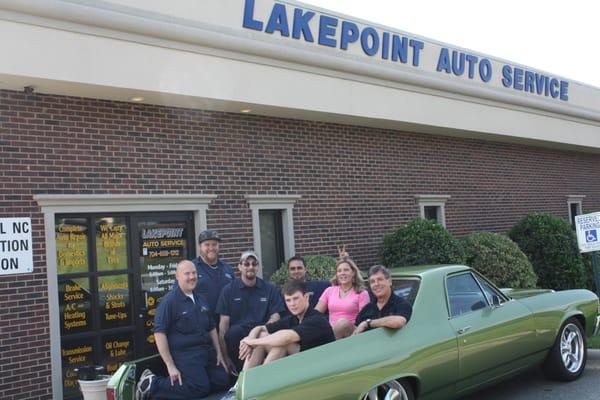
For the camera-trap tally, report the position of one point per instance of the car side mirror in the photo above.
(496, 302)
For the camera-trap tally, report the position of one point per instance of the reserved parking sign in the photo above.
(588, 232)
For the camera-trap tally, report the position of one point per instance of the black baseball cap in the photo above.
(208, 235)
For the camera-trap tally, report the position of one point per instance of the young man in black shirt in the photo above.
(304, 329)
(385, 309)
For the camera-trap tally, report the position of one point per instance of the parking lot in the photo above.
(533, 385)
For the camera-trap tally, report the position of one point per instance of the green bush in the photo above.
(550, 244)
(317, 268)
(499, 259)
(420, 242)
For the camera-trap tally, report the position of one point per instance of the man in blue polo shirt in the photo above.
(385, 309)
(188, 344)
(297, 270)
(246, 302)
(304, 329)
(213, 273)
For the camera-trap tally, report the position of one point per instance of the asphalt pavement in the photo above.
(532, 385)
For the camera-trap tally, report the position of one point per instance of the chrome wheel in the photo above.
(572, 348)
(392, 390)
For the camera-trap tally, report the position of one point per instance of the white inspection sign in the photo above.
(588, 232)
(16, 247)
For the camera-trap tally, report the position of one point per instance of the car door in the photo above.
(494, 334)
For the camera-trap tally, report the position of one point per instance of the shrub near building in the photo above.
(499, 259)
(550, 244)
(421, 242)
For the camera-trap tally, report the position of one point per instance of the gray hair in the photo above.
(375, 269)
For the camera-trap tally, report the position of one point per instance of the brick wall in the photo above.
(356, 185)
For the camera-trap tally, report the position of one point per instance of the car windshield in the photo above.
(406, 287)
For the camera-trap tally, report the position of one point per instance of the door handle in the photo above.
(463, 330)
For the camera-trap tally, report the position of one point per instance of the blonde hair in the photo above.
(357, 281)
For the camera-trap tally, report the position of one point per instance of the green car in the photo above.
(464, 334)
————————
Exercise brief: Can you recast all the records above as a two-column CSV with the header columns "prompt" and "points", one row per record? Put each record's text and its point or points in one quoted field each, turn any line breaks into spaces, and leave the pictures out.

Response for this exercise:
prompt,points
"For the camera-trap tally, report the position of one point per instance of the car side mirror in the photo above.","(496, 302)"
"For the camera-trap tally, report the position of one point per instance of the reserved parking sign in the photo above.","(588, 232)"
"For the camera-trap tally, report the position of one point per instance of the black baseball cap in the photo above.","(208, 235)"
"For the camera-trap tally, report the position of one point per instance of the young man in black shirt in the photo above.","(304, 329) (385, 309)"
"For the camera-trap tally, report the position of one point per instance of the parking lot in the photo above.","(533, 385)"
"For the camera-trap tally, report the position of one point per instance of the green bush in the photo above.","(550, 244) (317, 268) (499, 259) (420, 242)"
"For the camera-trap tally, report the position of one point per instance of the man in blue polo shirt in the photo above.","(385, 309) (188, 344) (297, 270) (246, 302) (304, 329) (213, 273)"
"For the camera-trap tally, report the position of one point per instance of the asphalt pavement in the photo above.","(532, 385)"
"For the camera-trap tally, report the position of one point per instance of the chrome wheel in the photo above.","(572, 348) (392, 390)"
"For the camera-trap tally, report the position of one point per instance of the white inspection sign in the photo above.","(588, 232) (16, 247)"
"For the camera-trap tally, report the position of one point per instance of the car door in the photo above.","(494, 334)"
"For the camera-trap tally, report the position of one point per instance of the shrub near building in the photo above.","(499, 259) (550, 244) (421, 242)"
"For the camera-trap tally, report the position of one point per instance of the gray hair in the photo above.","(375, 269)"
"For the camera-trap tally, report the position of one point per instance of the brick wall in the photo above.","(356, 185)"
"For the camera-trap tally, report the position of one point per instance of the car windshield in the photo above.","(406, 287)"
"For the camera-trap tally, report the position of one point per instance of the door handle in the photo above.","(463, 330)"
"For the camera-trap tally, report the position of one point per instance of the blonde hair in the photo above.","(357, 281)"
"For the camera-trap tally, report the position of one point per instance of the green car in the photo above.","(464, 334)"